As counsel to the Company and the Guarantors, we have examined originals or copies, certified or otherwise identified to our satisfaction, of the Company’s certificate of incorporation and bylaws and each Guarantor’s organizational documents, each as amended to date, and minutes and records of the corporate proceedings of the Company and the Guarantors relating to the filing of the Registration Statement and the issuance of the Securities, as provided to us by the Company and the Guarantors, certificates of public officials and of representatives of the Company and the Guarantors, and statutes and other instruments and documents, as a basis for the opinions hereinafter expressed. In rendering this opinion, we have relied upon certificates of public officials and representatives of the Company and the Guarantors with respect to the accuracy of the factual matters contained in such certificates.

In connection with such examination, we have assumed (a) the genuineness of all signatures and the legal capacity of all signatories; (b) the authenticity of all documents submitted to us as originals and the conformity to original documents of all documents submitted to us as certified or photostatic copies; (c) that each of the Debt Securities, the Indenture, the Warrant Agreement, and the Unit Agreement (each as such terms are defined in this opinion letter) constitutes the enforceable obligation of the parties thereto other than the Company and the Guarantors; (d) that the Company will have sufficient authorized capital stock to effect the issuance of any of the


Common Stock or Preferred Stock at the time of issuance; (e) the proper issuance and accuracy of certificates of public officials and representatives of the Company and the Guarantors; and (f) that the Company will receive consideration for the issuance of the Common Stock and the Preferred Stock in each case that is at least equal to the amount of consideration specified in the resolutions of the Board of Directors of the Company, or a committee thereof, relating to the sale of such Common Stock or Preferred Stock.

# # # #

▶ _Your objective_
Continue the legal opinion letter on the Company's securities, starting after its final sentence.

▶ _Data rows_
# # # #

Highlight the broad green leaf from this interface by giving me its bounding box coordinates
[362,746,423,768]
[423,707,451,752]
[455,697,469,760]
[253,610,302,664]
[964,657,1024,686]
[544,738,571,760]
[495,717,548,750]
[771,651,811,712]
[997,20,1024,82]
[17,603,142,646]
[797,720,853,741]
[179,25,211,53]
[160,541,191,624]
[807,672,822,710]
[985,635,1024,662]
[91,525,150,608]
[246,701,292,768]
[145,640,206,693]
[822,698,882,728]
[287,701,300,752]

# # # #

▶ _Output of the exercise_
Based on and subject to the foregoing, and subject to completion of all corporate action required to be taken by the Company and the Guarantors, as applicable, to authorize each proposed issuance of Securities (including the due reservation of any shares of Common Stock or Preferred Stock upon conversion or exchange of any other Securities), and having regard for such legal considerations as we deem relevant, it is our opinion that:

1. With respect to Debt Securities to be issued under one or more indentures (each, an “Indenture”), when (a) the Indenture and the applicable supplement thereto, if any, has been duly authorized and validly executed and delivered by the Company and the trustee thereunder and (b) the Debt Securities have been executed, issued, delivered and authenticated in accordance with the terms of the Indenture and the applicable definitive purchase, underwriting or similar agreement against the receipt of requisite consideration therefor provided for therein, the Debt Securities will constitute legal, valid and binding obligations of the Company.

2. With respect to Common Stock, when the shares of Common Stock have been issued and delivered in accordance with the applicable definitive purchase, underwriting or similar agreement against the receipt of requisite consideration therefor provided for therein, such shares of Common Stock will be validly issued, fully paid and nonassessable.

3. With respect to Preferred Stock, when (a) the applicable Certificate of Designations for the Preferred Stock to be issued has been authorized by the Company’s Board of Directors, executed and duly filed with the Office of the Secretary of State of Delaware and (b) the shares of Preferred Stock have been issued and delivered in accordance with the applicable definitive purchase, underwriting or similar agreement against the receipt of requisite consideration therefor provided for therein, the shares of Preferred Stock will be validly issued, fully paid and nonassessable.

4. With respect to Common Stock or Preferred Stock to be issued upon conversion of the Debt Securities or Preferred Stock, when (a) if applicable, the Certificate of Designations for the Preferred Stock to be issued has been authorized by the Company’s Board of Directors, executed and duly filed with the Office of the Secretary of State of the State of Delaware and (b) such Common Stock or Preferred Stock, as the case may be, has been issued and delivered in accordance with the terms of the applicable Debt Securities or Preferred Stock, as the case may be, such shares of Common Stock or Preferred Stock will be validly issued, fully paid and nonassessable.

5. With respect to the Warrants, when (a) a Warrant Agreement has been duly authorized and validly executed and delivered by the Company and each party thereto, (b) the terms of the Warrants have been established in accordance with the Warrant Agreement and (c) the Warrants have been executed and delivered in accordance with the related Warrant Agreement and the applicable definitive purchase, underwriting or similar agreement against the receipt of requisite consideration therefor provided therein, the Warrants will be legal, valid and binding obligations of the Company.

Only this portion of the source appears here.